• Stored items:

+---+

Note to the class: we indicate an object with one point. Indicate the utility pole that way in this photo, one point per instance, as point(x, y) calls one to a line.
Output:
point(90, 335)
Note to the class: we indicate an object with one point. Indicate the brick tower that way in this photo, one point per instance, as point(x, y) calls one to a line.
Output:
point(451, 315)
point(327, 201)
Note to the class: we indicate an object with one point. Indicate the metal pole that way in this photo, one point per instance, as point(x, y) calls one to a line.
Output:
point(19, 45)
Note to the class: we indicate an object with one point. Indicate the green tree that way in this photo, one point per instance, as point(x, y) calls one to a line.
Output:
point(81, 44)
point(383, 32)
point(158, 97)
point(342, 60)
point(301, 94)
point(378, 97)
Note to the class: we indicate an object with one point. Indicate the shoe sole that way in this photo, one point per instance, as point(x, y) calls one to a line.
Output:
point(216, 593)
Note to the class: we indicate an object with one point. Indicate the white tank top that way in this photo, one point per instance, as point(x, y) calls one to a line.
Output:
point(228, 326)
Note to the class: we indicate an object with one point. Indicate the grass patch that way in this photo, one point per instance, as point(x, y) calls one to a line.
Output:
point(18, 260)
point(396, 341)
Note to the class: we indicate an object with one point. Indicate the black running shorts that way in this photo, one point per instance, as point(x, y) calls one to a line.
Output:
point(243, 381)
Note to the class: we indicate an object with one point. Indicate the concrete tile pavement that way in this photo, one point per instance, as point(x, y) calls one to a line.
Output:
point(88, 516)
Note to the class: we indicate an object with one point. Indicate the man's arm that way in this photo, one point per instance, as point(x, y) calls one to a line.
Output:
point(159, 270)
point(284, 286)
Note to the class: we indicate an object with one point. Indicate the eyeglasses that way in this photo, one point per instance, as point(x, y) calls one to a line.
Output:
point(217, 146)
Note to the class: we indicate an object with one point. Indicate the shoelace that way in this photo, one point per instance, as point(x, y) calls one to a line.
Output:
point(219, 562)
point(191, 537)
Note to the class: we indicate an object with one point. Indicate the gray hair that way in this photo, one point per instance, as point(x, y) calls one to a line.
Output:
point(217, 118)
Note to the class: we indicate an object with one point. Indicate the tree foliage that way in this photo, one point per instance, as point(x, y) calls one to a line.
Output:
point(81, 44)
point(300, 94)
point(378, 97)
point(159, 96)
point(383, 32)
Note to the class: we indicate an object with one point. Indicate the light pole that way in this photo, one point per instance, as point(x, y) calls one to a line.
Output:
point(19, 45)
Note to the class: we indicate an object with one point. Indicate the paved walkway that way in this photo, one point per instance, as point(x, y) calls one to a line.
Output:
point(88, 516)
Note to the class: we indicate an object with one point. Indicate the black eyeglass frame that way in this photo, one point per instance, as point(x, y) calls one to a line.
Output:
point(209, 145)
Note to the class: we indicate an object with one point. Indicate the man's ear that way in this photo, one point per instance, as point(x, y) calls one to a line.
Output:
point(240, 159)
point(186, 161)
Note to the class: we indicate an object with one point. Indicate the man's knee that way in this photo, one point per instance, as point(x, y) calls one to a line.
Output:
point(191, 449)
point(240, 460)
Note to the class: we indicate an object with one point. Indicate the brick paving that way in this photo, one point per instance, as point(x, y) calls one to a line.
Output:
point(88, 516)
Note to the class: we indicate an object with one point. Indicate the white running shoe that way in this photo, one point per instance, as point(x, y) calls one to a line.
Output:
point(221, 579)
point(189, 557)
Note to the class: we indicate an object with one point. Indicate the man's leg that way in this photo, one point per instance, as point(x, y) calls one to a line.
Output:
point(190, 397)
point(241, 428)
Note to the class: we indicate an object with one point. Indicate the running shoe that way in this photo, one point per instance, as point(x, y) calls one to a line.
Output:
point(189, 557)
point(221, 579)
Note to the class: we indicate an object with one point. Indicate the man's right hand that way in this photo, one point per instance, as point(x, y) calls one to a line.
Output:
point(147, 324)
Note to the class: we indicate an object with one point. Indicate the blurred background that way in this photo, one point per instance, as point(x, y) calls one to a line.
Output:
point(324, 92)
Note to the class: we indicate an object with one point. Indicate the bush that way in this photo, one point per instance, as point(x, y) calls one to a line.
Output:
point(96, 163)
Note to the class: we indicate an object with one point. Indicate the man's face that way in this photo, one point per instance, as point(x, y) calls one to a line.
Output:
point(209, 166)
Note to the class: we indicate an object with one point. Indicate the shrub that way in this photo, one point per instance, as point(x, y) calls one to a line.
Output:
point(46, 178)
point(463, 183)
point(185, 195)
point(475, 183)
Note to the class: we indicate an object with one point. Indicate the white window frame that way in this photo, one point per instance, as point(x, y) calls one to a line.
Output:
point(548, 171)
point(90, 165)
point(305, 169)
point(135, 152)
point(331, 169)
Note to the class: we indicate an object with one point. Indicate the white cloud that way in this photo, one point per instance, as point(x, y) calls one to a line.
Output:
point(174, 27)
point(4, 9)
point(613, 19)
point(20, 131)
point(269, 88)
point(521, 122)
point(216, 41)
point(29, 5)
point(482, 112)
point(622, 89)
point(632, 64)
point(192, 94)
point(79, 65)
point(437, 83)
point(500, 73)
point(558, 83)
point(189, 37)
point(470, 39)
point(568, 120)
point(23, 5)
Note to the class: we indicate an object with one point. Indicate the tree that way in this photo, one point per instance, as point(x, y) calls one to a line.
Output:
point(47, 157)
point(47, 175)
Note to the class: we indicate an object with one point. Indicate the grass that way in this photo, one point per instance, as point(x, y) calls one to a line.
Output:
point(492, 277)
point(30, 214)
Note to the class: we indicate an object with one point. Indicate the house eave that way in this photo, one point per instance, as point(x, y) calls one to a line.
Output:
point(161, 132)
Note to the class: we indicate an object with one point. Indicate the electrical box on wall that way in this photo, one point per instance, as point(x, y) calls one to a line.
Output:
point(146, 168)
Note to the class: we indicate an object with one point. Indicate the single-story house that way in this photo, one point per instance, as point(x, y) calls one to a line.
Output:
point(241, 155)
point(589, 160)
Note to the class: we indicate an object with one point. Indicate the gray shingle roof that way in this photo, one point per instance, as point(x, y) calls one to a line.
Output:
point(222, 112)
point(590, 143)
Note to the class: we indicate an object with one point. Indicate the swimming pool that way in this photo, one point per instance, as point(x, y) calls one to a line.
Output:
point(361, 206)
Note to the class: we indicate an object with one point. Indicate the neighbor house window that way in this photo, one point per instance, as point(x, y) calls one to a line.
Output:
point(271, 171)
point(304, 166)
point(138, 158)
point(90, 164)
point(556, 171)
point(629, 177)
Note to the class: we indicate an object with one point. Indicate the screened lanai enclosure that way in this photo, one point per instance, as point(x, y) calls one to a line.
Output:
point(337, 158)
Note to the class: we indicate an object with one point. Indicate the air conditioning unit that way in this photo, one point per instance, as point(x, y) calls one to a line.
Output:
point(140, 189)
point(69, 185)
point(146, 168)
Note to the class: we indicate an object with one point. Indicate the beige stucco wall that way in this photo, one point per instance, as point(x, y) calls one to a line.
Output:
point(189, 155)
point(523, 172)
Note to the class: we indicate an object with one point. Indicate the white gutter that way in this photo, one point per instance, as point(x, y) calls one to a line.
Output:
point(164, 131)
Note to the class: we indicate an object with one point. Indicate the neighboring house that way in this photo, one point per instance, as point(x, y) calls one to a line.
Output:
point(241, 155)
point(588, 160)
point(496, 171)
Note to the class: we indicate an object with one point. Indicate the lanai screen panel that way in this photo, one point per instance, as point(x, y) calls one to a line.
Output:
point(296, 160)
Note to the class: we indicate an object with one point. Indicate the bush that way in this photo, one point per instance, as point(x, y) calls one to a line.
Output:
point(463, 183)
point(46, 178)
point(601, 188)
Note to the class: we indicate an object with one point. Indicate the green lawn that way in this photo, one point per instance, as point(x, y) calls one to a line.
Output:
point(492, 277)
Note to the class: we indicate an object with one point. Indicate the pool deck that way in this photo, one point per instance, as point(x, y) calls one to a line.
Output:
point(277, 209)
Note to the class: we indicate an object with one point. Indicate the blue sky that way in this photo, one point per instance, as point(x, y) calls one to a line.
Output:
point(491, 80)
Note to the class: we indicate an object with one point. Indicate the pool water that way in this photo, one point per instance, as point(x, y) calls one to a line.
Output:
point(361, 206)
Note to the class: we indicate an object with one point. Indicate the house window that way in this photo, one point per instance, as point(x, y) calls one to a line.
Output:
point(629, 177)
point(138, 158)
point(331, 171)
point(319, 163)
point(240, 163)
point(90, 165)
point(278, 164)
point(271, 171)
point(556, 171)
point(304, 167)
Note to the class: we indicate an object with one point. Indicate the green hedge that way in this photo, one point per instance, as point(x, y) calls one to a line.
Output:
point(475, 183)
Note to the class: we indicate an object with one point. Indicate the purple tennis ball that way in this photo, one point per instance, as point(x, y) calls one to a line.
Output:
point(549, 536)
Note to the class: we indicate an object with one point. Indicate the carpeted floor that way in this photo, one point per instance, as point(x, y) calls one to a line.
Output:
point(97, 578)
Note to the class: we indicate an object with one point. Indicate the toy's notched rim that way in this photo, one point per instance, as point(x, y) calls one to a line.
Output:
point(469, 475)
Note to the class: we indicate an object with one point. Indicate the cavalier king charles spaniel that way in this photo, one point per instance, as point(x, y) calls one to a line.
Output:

+---+

• Exercise prompt: What the answer needs is every line from the data above with "running" in it.

• Worked solution:
Note to the class: we indicate an object with one point. Indicate the black running shorts that way in this photo, one point per instance, as point(x, y) calls one to a line.
Note to the class: we indicate an object with one point. Indicate the white running shoe that way in this photo, one point per instance, as point(x, y) calls one to a line.
Note to the class: we indicate an object with one point. Indicate the running shoe that way in this photo, one point per instance, as point(x, y) calls one to a line.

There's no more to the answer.